Streaming Audio: Apache Kafka® & Real-Time Data

Apache Kafka 2.6 - Overview of Latest Features, Updates, and KIPs

August 06, 2020 Confluent, original creators of Apache Kafka® Season 1 Episode 113
Streaming Audio: Apache Kafka® & Real-Time Data
Apache Kafka 2.6 - Overview of Latest Features, Updates, and KIPs
Show Notes Transcript

Apache Kafka® 2.6 is out! This release includes progress toward removing ZooKeeper dependency, adding client quota APIs to the admin client, and exposing disk read and write metrics, and support for Java 14. 

In addition, there are improvements to Kafka Connect, such as allowing source connectors to set topic-specific settings for new topics and expanding Connect worker internal topic settings. Kafka 2.6 also augments metrics for Kafka Streams and adds emit-on-change support for Kafka Streams, as well as other updates. 

EPISODE LINKS

Tim Berglund (00:00):
Welcome to Streaming Audio, a podcast about Kafka, Confluent, and the cloud. We've got some great stuff for you today. Hope you enjoy.

Tim Berglund (00:12):
Hi. I am Tim Berglund with Confluent. I'm here by Clear Creek in the scenic Guanella Pass in the mountains of Colorado to tell you all about Apache Kafka® 2.6. As usual, I'd like to divide the update into three parts. That's Core Kafka, Kafka Connect, and Kafka Streams, and I want to highlight the most important KIPs that have been merged in for this release. And remember, if you don't know, a KIP is a Kafka Improvement Proposal, that's like a big package of change, sometimes it's small, sometimes it's big that gets merged into each new release of Kafka. There are a lot of great KIPs in 2.6, so let's get started. KIP-546 makes it a little bit easier to administer quotas. Now, quotas are fundamentally complex to administer because you've got this combinatorial matrix of user and client and you can have different quotas at each intersection in that matrix.

Tim Berglund (01:00):
So there can be a lot of things to keep track of. Basically, what this KIP does is add that functionality to admin client. So it's now a native API, a part of the native admin API as you see here, and there's the shell command Kafka client quotas that you can use to do this from the command line if you don't want to code it from Java directly. KIP-551 exposes some new disk read and write metrics. Disk activity can be a fundamentally limiting factor for bandwidth and for latency, it's a thing you need to keep your eye on, so it's just improves our visibility there. As you see, we can see the total number of bytes read, the total number of bytes written by a broker, and that's from all disks that that broker may have to babysit. We don't know how many disks that is for any given broker, but this is an aggregate of all that activity.

Tim Berglund (01:50):
KIP-568 gives us an API for triggering consumer group rebalance. Now, normally, if you're a consumer, you're always part of a group, whether you're a group of one or a group of many; if you're a consumer, you kind of want a hands-off attitude to consumer group rebalance. That is a thing that's supposed to happen for you. It's driven by the client library on the consumer side, but you don't touch it a lot from an API standpoint. That's how it's supposed to be. But sometimes you have to, fundamental design principle, abstractions always leak. So all that stuff that's abstracted away that's that layer below you in the API, now with this KIP you've got a way to reach down there and basically just trigger a rebalance by yourself. There's this method you see there called enforced rebalance. There could be some condition in the system that you detect that tells you, you have to trigger a rebalance.

EXCERPTED DATA >>
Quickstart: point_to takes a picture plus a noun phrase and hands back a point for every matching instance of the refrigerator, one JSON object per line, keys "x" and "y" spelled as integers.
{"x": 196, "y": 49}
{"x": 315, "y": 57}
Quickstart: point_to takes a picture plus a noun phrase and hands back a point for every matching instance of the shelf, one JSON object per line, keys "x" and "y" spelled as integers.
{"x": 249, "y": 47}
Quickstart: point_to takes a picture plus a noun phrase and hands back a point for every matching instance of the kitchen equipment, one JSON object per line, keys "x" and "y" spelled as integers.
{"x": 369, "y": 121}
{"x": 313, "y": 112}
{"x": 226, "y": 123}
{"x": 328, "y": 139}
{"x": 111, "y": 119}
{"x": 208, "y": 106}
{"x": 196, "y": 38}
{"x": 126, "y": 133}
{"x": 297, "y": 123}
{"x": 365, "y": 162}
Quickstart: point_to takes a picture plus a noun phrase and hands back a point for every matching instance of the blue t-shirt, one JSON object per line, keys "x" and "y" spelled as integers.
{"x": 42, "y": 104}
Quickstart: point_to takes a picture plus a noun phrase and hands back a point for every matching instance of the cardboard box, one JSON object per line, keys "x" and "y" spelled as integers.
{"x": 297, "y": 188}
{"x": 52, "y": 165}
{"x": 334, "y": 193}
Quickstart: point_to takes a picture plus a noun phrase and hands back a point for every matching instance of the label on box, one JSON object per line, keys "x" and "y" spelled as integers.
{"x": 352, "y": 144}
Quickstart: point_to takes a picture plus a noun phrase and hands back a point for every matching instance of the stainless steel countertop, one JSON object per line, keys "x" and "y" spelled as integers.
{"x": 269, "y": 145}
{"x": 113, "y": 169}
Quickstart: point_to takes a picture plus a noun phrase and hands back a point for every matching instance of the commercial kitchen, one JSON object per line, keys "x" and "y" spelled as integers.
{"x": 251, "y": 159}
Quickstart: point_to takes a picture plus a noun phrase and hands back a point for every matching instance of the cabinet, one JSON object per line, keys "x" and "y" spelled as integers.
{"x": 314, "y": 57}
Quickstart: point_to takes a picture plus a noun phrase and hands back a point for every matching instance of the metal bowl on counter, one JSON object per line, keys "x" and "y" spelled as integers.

EXERCISE >>
In the Kafka 2.6 overview, which KIP provides an API for triggering a consumer group rebalance? The data has no connection to the Kafka 2.6 overview.

FINISHED EXERCISE >>
KIP-568